Aus einer Sammlung entnommene Daten
++++++++++++++++++++
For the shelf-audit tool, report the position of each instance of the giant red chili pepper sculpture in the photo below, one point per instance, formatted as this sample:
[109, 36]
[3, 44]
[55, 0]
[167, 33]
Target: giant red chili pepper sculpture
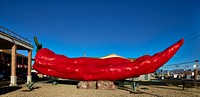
[49, 63]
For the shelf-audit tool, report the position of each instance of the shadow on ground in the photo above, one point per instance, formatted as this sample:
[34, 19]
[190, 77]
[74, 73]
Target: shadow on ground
[67, 82]
[4, 90]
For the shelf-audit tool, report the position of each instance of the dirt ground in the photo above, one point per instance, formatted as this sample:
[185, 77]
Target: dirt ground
[42, 89]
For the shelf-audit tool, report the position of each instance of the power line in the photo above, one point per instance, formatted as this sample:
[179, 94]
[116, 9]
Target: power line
[190, 35]
[181, 63]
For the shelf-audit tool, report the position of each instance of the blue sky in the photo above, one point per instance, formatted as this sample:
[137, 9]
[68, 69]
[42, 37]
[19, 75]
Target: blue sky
[130, 28]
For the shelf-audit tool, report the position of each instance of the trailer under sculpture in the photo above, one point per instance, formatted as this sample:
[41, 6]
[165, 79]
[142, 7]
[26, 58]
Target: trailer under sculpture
[92, 69]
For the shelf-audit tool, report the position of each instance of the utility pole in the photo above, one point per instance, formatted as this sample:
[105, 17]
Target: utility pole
[162, 72]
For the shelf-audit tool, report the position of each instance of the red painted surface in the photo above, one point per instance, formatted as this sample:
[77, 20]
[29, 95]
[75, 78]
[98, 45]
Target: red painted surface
[83, 68]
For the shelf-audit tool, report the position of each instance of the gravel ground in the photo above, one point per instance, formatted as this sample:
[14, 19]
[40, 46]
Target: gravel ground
[66, 90]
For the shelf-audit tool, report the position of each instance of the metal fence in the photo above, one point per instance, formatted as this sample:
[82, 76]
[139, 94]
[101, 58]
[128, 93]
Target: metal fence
[15, 35]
++++++++++++++++++++
## ZU ERLEDIGEN
Gib sämtliche Einträge oben Zeile für Zeile unverändert aus und lass dabei die Bilder weg.

## LÖSUNG
For the shelf-audit tool, report the position of each instance of the giant red chili pepper sculpture in the photo below, one point per instance, formatted as this sample:
[109, 36]
[3, 44]
[55, 0]
[167, 33]
Target: giant red chili pepper sculpture
[49, 63]
For the shelf-audit tool, report the position of each instance of the shadow on ground in the photo above, one point per instance, formatted as this sample:
[34, 19]
[190, 77]
[74, 73]
Target: shadow on ground
[67, 82]
[4, 90]
For the shelf-audit tool, report the position of each instance of the dirt ground in the photo above, one point per instance, formatted as this sample:
[185, 77]
Target: dirt ground
[42, 89]
For the shelf-audit tool, report the position of each instance of the power line in the photo above, one point per instance, formatted as this sample:
[179, 94]
[116, 9]
Target: power line
[190, 35]
[181, 63]
For the shelf-audit tool, report the position of each instance of the blue sky in the photo above, one point per instance, formatted as this sample:
[137, 9]
[68, 69]
[42, 37]
[19, 75]
Target: blue sky
[130, 28]
For the shelf-audit tool, report the position of each instance of the trailer under sculpture in the photo above, one point per instance, formatted as this sample:
[41, 6]
[165, 79]
[142, 7]
[26, 58]
Target: trailer under sculpture
[92, 69]
For the shelf-audit tool, report the position of each instance of the utility pole in the photo above, one point per instance, formatted as this sample:
[105, 17]
Target: utility pole
[162, 72]
For the shelf-audit tool, report the position of each instance of the red painted surface in the photo above, one point per instance, formatted as this sample:
[77, 20]
[29, 95]
[75, 78]
[98, 45]
Target: red painted surface
[83, 68]
For the shelf-audit tool, report the position of each instance of the gravel ground in the photo above, one point per instance, formatted as this sample:
[14, 19]
[40, 46]
Target: gravel ground
[66, 90]
For the shelf-audit tool, report the position of each instance of the metal fence in the photo above, one point per instance, formatted as this sample:
[82, 76]
[139, 94]
[101, 58]
[128, 93]
Target: metal fence
[15, 35]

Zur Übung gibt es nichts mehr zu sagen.